==== Reading text

Highlights & Insights¶
- System-Level Innovation: The primary contribution is the holistic platform (4 engines + automatic pipeline + 100k dataset + model) rather than a single component.
- 3DGS Real-to-Sim: Demonstrates a paradigm where real UAV imagery is used for 3DGS reconstruction to generate training data for real-world deployment.
- Engineering Value: Enables users to generate custom data for their own scenes, providing infrastructure-level utility.
- Scale-Driven Transformation: The 100k trajectory scale (vs. previous ~10k) first makes aerial VLN comparable to ground-based datasets, facilitating the transfer of models like OpenVLA.
Limitations & Future Work¶
- Absolute Success Rate: Even with OpenFly-Agent, SR remains at 34.3% (seen) and 22.6% (unseen), highlighting the extreme challenge of aerial VLN.
- Generalization Gap: Performance drops significantly in unseen scenes (34.3% → 22.6%).
- GPT-4o Dependency: Reliance on proprietary VLMs increases costs and limits reproducibility.
- Simplified Action Space: The use of discrete steps (3/6/9m) deviates from real continuous UAV control.
- Google Earth View Height: Visual quality constraints limited Google Earth data largely to high-altitude perspectives (4.46%).
Related Work & Insights¶
vs AerialVLN (ICCV 2023)¶
AerialVLN was the first aerial VLN dataset (8.4k trajectories) but used a single engine and manual annotation. OpenFly exceeds it in diversity (4 vs 1 engines), scale (100k vs 8.4k), and automation. NE improved by 33%.

========
==== Data

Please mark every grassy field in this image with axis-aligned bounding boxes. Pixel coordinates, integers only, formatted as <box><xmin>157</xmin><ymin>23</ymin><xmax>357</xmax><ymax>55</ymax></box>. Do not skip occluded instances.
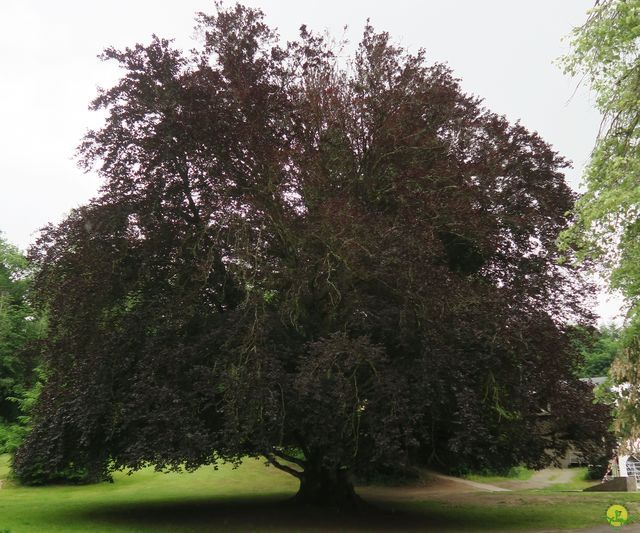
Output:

========

◆ Required action 1 ◆
Return the part of the OpenFly aerial navigation summary that runs from "- GPT-4o Dependency: Reliance" up to and including "high-altitude perspectives (4.46%).".
◆ Required action 2 ◆
Resume the OpenFly aerial navigation summary from where it stops.

◆ Task output 1 ◆
- GPT-4o Dependency: Reliance on proprietary VLMs increases costs and limits reproducibility.
- Simplified Action Space: The use of discrete steps (3/6/9m) deviates from real continuous UAV control.
- Google Earth View Height: Visual quality constraints limited Google Earth data largely to high-altitude perspectives (4.46%).

◆ Task output 2 ◆
vs OpenUAV (2024)¶
OpenUAV used AirSim+UE for 12k trajectories with RLHF. It remained restricted by manual diversity bottlenecks. OpenFly implements a fully automatic pipeline and introduces real-to-sim capabilities via 3DGS.
vs CityNav (2024)¶
CityNav relies on pre-existing 2D maps for landmark localization. OpenFly requires no external maps, navigating end-to-end from a first-person perspective, closer to the reality of UAV applications.
Rating¶
- Novelty: ⭐⭐⭐⭐ System-level innovation (pipeline + platform); algorithmic innovation is moderate.
- Experimental Thoroughness: ⭐⭐⭐⭐⭐ Comprehensive comparisons, ablations, and real-world UAV deployment.
- Writing Quality: ⭐⭐⭐⭐ Clear system descriptions and rich visualizations.
- Value: ⭐⭐⭐⭐⭐ Infrastructure-level contribution with toolchain, dataset, and benchmark integrated.